▶ _QUOTED TEXT_:
■ ■ ■ ■

Branding Meets Legal: How to Protect Your Trademark, Logo and Other Elements of Your Brand

By Margot Carmichael Lester, Staples® Contributing Writer

Regardless of where you are in the business lifecycle, or what your business goals are, you need to understand the trademark and copyright protections that impact your business, including your company and product names, logos, taglines and more.

What can I trademark?

Every element of your brand can be trademarkable, according to Lindy Herman, senior associate with California law firm Fish & Tsang, LLP with offices in Orange County and Silicon Valley. “Think about Nike’s portfolio: Nike (name), swoosh (logo), Just Do It (slogan), Air Jordan (product name). They’re all trademarked.”

What does a trademark do?

Trademarks identify your products and services, and help you build your brand. “Trademarks are very important for any business, big or small, because they help the consumer know what to expect from what he or she is buying and who stands behind the product or service,” explains Randy Friedberg, partner with New York-based White and Williams LLP. “They also differentiate you from your competitors, both large and small.” Trademarks can last forever if they are properly used and maintained.

How do I get a trademark?

Work on a trademark should be completed before you settle on a name or any other brand element, to ensure you avoid infringing on someone else’s. This includes both word and logo versions of your brand. Otherwise, the investment you make in design could be for nothing. While there are online options for researching and securing a trademark, the process can be complex, time consuming, and full of potential pitfalls. “The motivation and goals of the USPTO and of the intellectual property holder, while not adversarial, are not the same,” Herman says. “The rights holder’s goal is as broad protection as possible, while the USPTO wants narrow protection. So what you tell them has an effect on your rights in the end. It tends to be more costly — in dollars and in rights — to fix mistakes than to do it correctly the first time around.” Bottom line: you’ll likely spend less and get more by working with an IP specialist than doing it yourself. Learn more at the U.S. Patent and Trademark Office.

What can I copyright?

■ ■ ■ ■

▶ _EXERCISE 1_: Convert the entries into a JSON list of strings, one string per line, skipping blank lines, starting at the line of the entries that contains "like [[239, 131]]." and ending at the last line of the entries.

■ ■ ■ ■

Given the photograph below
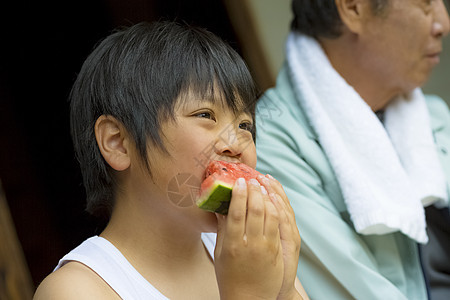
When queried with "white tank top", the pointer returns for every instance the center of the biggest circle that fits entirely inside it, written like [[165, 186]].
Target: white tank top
[[106, 260]]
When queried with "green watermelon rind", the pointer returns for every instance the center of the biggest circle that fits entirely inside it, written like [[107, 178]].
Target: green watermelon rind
[[217, 199]]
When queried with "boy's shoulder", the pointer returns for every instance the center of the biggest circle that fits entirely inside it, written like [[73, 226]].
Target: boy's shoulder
[[74, 281]]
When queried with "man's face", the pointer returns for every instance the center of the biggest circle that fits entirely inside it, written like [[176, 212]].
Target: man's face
[[403, 44]]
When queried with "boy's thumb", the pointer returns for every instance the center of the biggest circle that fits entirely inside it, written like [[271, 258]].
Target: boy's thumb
[[221, 222]]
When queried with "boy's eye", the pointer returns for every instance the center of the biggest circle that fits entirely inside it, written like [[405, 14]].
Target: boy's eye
[[205, 114], [246, 126]]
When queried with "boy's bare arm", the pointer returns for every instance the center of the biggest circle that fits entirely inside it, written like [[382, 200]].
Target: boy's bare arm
[[74, 281]]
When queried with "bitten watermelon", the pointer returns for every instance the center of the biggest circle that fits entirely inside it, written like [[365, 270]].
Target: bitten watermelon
[[215, 191]]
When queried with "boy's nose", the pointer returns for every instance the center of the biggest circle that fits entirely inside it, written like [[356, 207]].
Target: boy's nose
[[228, 145]]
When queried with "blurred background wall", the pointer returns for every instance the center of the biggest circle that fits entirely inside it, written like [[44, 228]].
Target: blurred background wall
[[43, 47]]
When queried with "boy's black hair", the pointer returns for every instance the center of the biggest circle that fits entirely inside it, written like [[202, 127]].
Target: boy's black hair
[[137, 75], [320, 18]]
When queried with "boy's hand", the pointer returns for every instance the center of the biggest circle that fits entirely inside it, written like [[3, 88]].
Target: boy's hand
[[289, 235], [249, 254]]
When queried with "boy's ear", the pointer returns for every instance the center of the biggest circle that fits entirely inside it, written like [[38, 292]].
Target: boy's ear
[[354, 13], [112, 140]]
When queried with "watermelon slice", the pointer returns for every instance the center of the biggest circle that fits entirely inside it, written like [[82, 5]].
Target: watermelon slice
[[215, 191]]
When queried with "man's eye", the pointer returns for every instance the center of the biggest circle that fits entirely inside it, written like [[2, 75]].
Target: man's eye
[[246, 126]]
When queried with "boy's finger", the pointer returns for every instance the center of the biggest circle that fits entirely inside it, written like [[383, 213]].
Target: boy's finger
[[271, 224], [221, 228], [255, 210], [236, 218]]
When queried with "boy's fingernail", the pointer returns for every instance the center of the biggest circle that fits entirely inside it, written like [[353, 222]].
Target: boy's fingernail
[[241, 183], [254, 181], [263, 190]]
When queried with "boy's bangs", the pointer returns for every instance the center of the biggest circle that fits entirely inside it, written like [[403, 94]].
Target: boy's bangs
[[226, 84]]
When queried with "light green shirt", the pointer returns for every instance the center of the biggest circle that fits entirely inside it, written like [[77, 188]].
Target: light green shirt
[[335, 261]]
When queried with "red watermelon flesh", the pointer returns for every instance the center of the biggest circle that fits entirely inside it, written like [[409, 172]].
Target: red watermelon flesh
[[215, 191]]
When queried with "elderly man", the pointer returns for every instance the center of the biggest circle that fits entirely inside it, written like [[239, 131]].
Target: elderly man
[[362, 153]]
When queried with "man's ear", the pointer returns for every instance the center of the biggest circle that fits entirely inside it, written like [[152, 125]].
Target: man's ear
[[113, 142], [353, 13]]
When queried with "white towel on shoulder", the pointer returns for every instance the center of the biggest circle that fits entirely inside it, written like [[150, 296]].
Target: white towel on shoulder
[[386, 173]]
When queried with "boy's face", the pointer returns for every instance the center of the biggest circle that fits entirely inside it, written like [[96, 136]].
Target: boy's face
[[203, 131]]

■ ■ ■ ■

▶ _EXERCISE 2_: Reproduce the passage of the trademark article starting at "Every element of" and ending at "get a trademark?".

▶ _FULL OUTPUT 1_:
[
  "When queried with \"elderly man\", the pointer returns for every instance the center of the biggest circle that fits entirely inside it, written like [[239, 131]].",
  "Target: elderly man",
  "[[362, 153]]",
  "When queried with \"man's ear\", the pointer returns for every instance the center of the biggest circle that fits entirely inside it, written like [[152, 125]].",
  "Target: man's ear",
  "[[113, 142], [353, 13]]",
  "When queried with \"white towel on shoulder\", the pointer returns for every instance the center of the biggest circle that fits entirely inside it, written like [[150, 296]].",
  "Target: white towel on shoulder",
  "[[386, 173]]",
  "When queried with \"boy's face\", the pointer returns for every instance the center of the biggest circle that fits entirely inside it, written like [[96, 136]].",
  "Target: boy's face",
  "[[203, 131]]"
]

▶ _FULL OUTPUT 2_:
Every element of your brand can be trademarkable, according to Lindy Herman, senior associate with California law firm Fish & Tsang, LLP with offices in Orange County and Silicon Valley. “Think about Nike’s portfolio: Nike (name), swoosh (logo), Just Do It (slogan), Air Jordan (product name). They’re all trademarked.”

What does a trademark do?

Trademarks identify your products and services, and help you build your brand. “Trademarks are very important for any business, big or small, because they help the consumer know what to expect from what he or she is buying and who stands behind the product or service,” explains Randy Friedberg, partner with New York-based White and Williams LLP. “They also differentiate you from your competitors, both large and small.” Trademarks can last forever if they are properly used and maintained.

How do I get a trademark?